### TASK DETAILS
List each line in the rows below that contains the string "gable". Case counts.

:: SUPPLIED RECORDS

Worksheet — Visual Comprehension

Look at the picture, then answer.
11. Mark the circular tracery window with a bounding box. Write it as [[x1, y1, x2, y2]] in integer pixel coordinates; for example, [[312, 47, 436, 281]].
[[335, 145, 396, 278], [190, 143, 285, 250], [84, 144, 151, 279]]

::::
:: SUPPLIED RECORDS

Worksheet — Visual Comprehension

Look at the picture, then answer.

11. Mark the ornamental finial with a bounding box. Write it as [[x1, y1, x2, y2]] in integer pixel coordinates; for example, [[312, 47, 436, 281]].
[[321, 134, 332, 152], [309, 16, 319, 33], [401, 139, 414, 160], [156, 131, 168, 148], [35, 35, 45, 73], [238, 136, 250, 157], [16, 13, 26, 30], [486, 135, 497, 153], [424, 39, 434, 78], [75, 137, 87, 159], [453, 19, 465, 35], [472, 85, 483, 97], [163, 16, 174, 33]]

::::
:: SUPPLIED RECORDS

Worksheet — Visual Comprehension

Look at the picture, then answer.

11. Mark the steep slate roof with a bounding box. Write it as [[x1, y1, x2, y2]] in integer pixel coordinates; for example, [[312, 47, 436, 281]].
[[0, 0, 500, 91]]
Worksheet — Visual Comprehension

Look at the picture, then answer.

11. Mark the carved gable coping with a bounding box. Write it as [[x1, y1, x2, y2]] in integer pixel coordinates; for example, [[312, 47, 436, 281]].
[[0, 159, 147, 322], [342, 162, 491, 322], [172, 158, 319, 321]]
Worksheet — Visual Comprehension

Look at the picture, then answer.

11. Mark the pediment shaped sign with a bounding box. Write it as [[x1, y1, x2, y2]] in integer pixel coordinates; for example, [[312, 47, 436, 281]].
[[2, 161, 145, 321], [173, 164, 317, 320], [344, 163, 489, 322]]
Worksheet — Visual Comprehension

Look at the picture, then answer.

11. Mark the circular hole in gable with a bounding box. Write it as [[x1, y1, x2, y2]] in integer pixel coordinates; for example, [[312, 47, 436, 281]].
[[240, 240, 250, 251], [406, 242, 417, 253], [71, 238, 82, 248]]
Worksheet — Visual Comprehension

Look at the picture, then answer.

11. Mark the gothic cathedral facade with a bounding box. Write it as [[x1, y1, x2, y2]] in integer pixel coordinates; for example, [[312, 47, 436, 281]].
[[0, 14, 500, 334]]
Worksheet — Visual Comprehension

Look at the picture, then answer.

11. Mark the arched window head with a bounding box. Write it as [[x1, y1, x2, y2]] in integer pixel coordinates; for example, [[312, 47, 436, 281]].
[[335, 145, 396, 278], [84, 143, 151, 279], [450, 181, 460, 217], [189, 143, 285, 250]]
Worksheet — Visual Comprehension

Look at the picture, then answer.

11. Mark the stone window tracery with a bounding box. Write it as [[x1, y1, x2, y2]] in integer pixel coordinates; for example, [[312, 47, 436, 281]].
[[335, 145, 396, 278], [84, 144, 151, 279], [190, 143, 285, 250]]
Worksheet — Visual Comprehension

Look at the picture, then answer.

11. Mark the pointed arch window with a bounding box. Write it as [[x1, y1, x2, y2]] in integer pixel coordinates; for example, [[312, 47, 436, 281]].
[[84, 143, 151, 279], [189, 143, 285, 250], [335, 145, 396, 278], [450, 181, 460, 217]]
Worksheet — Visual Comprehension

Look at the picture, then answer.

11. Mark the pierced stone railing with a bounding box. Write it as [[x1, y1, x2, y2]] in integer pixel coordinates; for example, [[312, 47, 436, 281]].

::::

### WORKED ANSWER
11. Mark the carved gable coping with a bounding box. Write it as [[x1, y1, x2, y2]] in integer pixel coordinates; for example, [[312, 47, 436, 281]].
11. Mark the circular hole in gable with a bounding box. Write it as [[x1, y1, x2, y2]] in integer pixel coordinates; for example, [[312, 47, 436, 281]].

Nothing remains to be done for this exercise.